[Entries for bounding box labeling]
:::::
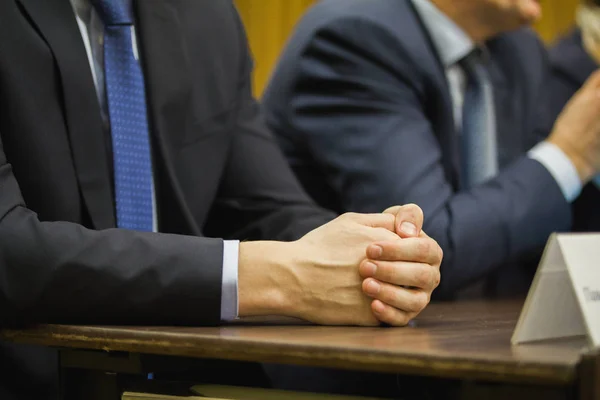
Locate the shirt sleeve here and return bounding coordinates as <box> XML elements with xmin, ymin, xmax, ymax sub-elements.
<box><xmin>221</xmin><ymin>240</ymin><xmax>240</xmax><ymax>322</ymax></box>
<box><xmin>528</xmin><ymin>141</ymin><xmax>580</xmax><ymax>202</ymax></box>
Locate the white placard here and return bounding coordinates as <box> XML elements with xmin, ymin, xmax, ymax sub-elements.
<box><xmin>511</xmin><ymin>233</ymin><xmax>600</xmax><ymax>347</ymax></box>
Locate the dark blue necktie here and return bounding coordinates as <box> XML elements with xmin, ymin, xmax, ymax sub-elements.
<box><xmin>92</xmin><ymin>0</ymin><xmax>153</xmax><ymax>231</ymax></box>
<box><xmin>460</xmin><ymin>51</ymin><xmax>498</xmax><ymax>189</ymax></box>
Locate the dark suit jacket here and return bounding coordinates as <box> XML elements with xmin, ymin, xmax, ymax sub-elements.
<box><xmin>0</xmin><ymin>0</ymin><xmax>331</xmax><ymax>399</ymax></box>
<box><xmin>538</xmin><ymin>28</ymin><xmax>600</xmax><ymax>231</ymax></box>
<box><xmin>263</xmin><ymin>0</ymin><xmax>571</xmax><ymax>297</ymax></box>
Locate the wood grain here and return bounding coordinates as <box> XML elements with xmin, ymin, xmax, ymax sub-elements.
<box><xmin>0</xmin><ymin>301</ymin><xmax>586</xmax><ymax>385</ymax></box>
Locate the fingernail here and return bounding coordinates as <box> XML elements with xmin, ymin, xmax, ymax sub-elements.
<box><xmin>400</xmin><ymin>222</ymin><xmax>417</xmax><ymax>236</ymax></box>
<box><xmin>367</xmin><ymin>244</ymin><xmax>383</xmax><ymax>259</ymax></box>
<box><xmin>367</xmin><ymin>281</ymin><xmax>381</xmax><ymax>294</ymax></box>
<box><xmin>373</xmin><ymin>301</ymin><xmax>385</xmax><ymax>314</ymax></box>
<box><xmin>363</xmin><ymin>261</ymin><xmax>377</xmax><ymax>276</ymax></box>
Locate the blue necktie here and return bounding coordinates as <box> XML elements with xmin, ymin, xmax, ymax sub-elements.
<box><xmin>460</xmin><ymin>51</ymin><xmax>498</xmax><ymax>189</ymax></box>
<box><xmin>92</xmin><ymin>0</ymin><xmax>153</xmax><ymax>231</ymax></box>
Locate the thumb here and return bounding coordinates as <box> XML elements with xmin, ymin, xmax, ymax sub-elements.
<box><xmin>384</xmin><ymin>204</ymin><xmax>423</xmax><ymax>238</ymax></box>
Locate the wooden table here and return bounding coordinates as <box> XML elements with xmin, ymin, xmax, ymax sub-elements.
<box><xmin>0</xmin><ymin>301</ymin><xmax>600</xmax><ymax>400</ymax></box>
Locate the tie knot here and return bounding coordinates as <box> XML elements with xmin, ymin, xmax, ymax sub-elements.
<box><xmin>459</xmin><ymin>47</ymin><xmax>489</xmax><ymax>79</ymax></box>
<box><xmin>92</xmin><ymin>0</ymin><xmax>133</xmax><ymax>26</ymax></box>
:::::
EXERCISE INSTRUCTIONS | Reproduce every line of the records above word for word, leaving out the pictures.

COMPLETE OUTPUT |
Locate the shirt sleeve here and return bounding coordinates as <box> XML elements with xmin, ymin, xmax, ymax sub-elements.
<box><xmin>221</xmin><ymin>240</ymin><xmax>240</xmax><ymax>322</ymax></box>
<box><xmin>528</xmin><ymin>141</ymin><xmax>580</xmax><ymax>202</ymax></box>
Locate the white placard here and return bounding coordinates as <box> XML elements with xmin, ymin, xmax, ymax sub-elements.
<box><xmin>511</xmin><ymin>233</ymin><xmax>600</xmax><ymax>347</ymax></box>
Locate the dark blue necktie here and return bounding coordinates as <box> XML elements with xmin, ymin, xmax, ymax sub-elements.
<box><xmin>92</xmin><ymin>0</ymin><xmax>153</xmax><ymax>231</ymax></box>
<box><xmin>460</xmin><ymin>51</ymin><xmax>498</xmax><ymax>189</ymax></box>
Locate the dark suit jacket here and return bounding coordinates as <box> XML elements with xmin, ymin, xmax, ymax sub-elements.
<box><xmin>0</xmin><ymin>0</ymin><xmax>331</xmax><ymax>399</ymax></box>
<box><xmin>538</xmin><ymin>28</ymin><xmax>600</xmax><ymax>231</ymax></box>
<box><xmin>263</xmin><ymin>0</ymin><xmax>571</xmax><ymax>297</ymax></box>
Locate the wood grain here and return bounding coordinates as <box> XML elements with xmin, ymin, xmax, ymax sub-elements.
<box><xmin>0</xmin><ymin>301</ymin><xmax>586</xmax><ymax>385</ymax></box>
Locate the fingernail here and return bounding coordinates as <box> XML elements with xmin, ymin, xmax, ymax sub-elements.
<box><xmin>400</xmin><ymin>222</ymin><xmax>417</xmax><ymax>236</ymax></box>
<box><xmin>367</xmin><ymin>244</ymin><xmax>383</xmax><ymax>259</ymax></box>
<box><xmin>367</xmin><ymin>281</ymin><xmax>381</xmax><ymax>294</ymax></box>
<box><xmin>373</xmin><ymin>301</ymin><xmax>385</xmax><ymax>314</ymax></box>
<box><xmin>363</xmin><ymin>261</ymin><xmax>377</xmax><ymax>276</ymax></box>
Locate the blue necktie here and return bounding coordinates as <box> XML elements with xmin, ymin, xmax, ymax sub-elements.
<box><xmin>460</xmin><ymin>51</ymin><xmax>498</xmax><ymax>189</ymax></box>
<box><xmin>92</xmin><ymin>0</ymin><xmax>153</xmax><ymax>231</ymax></box>
Locate the thumb here and return bounding coordinates as <box> XML elements with xmin, ymin, xmax, ymax sub-elements.
<box><xmin>384</xmin><ymin>204</ymin><xmax>423</xmax><ymax>238</ymax></box>
Locate the wooden table here and return bounding coordinates as <box> XML elements with xmin, ymin, xmax, ymax sub-elements.
<box><xmin>0</xmin><ymin>301</ymin><xmax>600</xmax><ymax>400</ymax></box>
Locate the tie knot here and return bounding coordinates as <box> XML elements with xmin, ymin, xmax, ymax sub-elements.
<box><xmin>459</xmin><ymin>47</ymin><xmax>489</xmax><ymax>79</ymax></box>
<box><xmin>92</xmin><ymin>0</ymin><xmax>133</xmax><ymax>26</ymax></box>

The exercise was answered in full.